• [CHALLENGE]:
Format the items below as a numbered list, omitting any blank lines.

• [RECORDS TO USE]:
>>>
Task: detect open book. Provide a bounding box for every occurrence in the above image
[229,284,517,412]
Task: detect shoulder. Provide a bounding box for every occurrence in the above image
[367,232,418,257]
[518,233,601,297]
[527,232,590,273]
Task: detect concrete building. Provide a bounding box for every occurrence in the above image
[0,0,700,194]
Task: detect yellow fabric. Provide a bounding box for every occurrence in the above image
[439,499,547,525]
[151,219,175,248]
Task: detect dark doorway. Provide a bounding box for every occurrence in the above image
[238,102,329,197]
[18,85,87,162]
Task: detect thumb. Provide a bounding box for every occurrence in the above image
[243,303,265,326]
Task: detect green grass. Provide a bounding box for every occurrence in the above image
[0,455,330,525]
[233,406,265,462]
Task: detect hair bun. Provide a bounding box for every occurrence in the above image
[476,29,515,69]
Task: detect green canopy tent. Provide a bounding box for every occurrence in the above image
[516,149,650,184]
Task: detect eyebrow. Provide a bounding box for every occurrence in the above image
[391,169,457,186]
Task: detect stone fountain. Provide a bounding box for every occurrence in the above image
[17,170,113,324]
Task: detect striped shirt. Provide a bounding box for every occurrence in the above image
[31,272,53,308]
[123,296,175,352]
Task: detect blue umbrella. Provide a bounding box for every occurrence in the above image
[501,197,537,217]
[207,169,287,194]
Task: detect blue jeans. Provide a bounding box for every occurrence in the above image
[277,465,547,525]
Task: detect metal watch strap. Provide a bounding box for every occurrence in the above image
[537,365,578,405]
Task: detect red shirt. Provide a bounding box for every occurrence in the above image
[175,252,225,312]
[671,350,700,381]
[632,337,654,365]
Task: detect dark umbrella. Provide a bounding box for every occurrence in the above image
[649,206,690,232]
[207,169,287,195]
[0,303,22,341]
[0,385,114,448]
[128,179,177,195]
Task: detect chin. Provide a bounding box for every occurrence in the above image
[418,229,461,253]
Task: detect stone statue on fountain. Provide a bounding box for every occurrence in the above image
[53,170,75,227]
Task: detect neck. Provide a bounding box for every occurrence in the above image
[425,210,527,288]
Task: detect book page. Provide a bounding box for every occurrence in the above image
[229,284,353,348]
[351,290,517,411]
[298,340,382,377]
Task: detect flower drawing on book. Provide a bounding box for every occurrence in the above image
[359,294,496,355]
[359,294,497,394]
<<<
• [WRITTEN ANSWER]:
1. Task: detect open book. Provide a bounding box for every occurrence in the above image
2. [229,284,517,412]
3. Task: detect shoulder. Provide a bounding box for every occurrence in the above image
4. [367,232,418,257]
5. [518,233,601,297]
6. [527,232,590,273]
7. Task: detect concrete building. Provide a bounding box for every occurrence in the above image
8. [0,0,700,194]
9. Task: detect yellow fabric. Provide a bounding box for every occurrence in the above image
10. [439,499,547,525]
11. [151,219,175,248]
12. Task: detect dark doorway. Provide a bounding box for every occurrence in the above image
13. [238,102,329,197]
14. [18,85,87,162]
15. Task: detect thumb. Provide a bounding box for every occurrence in the above image
16. [243,303,265,326]
17. Task: detect green grass. Provide a bounding box for every occurrence in the above image
18. [0,455,330,525]
19. [233,406,265,462]
20. Task: detect hair bun. Provide a bounding box for every occurrence in the above image
21. [476,29,515,69]
22. Task: detect green canopy tent. Provide a bounding box for every occurrence in the above image
23. [516,149,650,184]
24. Task: detect eyebrow. Provide a bounding box for every occurrence in the above image
25. [391,169,457,186]
26. Task: detect stone fountain. Provide a bounding box for every occurrence in the above image
27. [17,170,113,324]
28. Task: detect striped shirt. Provide a bounding box for every occurrence in the above image
29. [31,272,53,308]
30. [123,296,175,352]
31. Task: detect blue umbrella. Provide a bounding box for every occurrence in the above image
32. [501,197,537,217]
33. [207,169,287,194]
34. Task: detect blue jeans. Provide a bounding box for every occurrence in the above image
35. [277,465,547,525]
36. Task: detect metal watch strap. Provide a bounding box for every occurrence in the above image
37. [537,365,578,405]
38. Task: detect red shirt. Provide a bounding box for every occurrence in the above image
39. [175,252,225,312]
40. [671,350,700,381]
41. [632,337,654,365]
42. Task: detect dark umbrella. Provide a bounding box for every occurrence in the above image
43. [649,206,690,232]
44. [207,169,287,195]
45. [0,303,22,341]
46. [0,385,114,448]
47. [128,179,177,195]
48. Task: detect chin. Provide a bounding box for every occurrence in the above image
49. [418,229,461,253]
50. Task: detect stone statue on fountain. Provide a bounding box for every occurrence in the above image
51. [53,170,75,227]
52. Task: detect neck. Provide a bounding box for every occurrence in the above image
53. [425,210,527,288]
54. Task: detect book page. Provide a bounding box for every occurrence in the above image
55. [229,284,353,348]
56. [351,290,517,411]
57. [298,340,382,377]
58. Task: detect flower drawing on book. Provide a bounding box for every occurrence in the above image
59. [359,294,496,355]
60. [359,294,497,394]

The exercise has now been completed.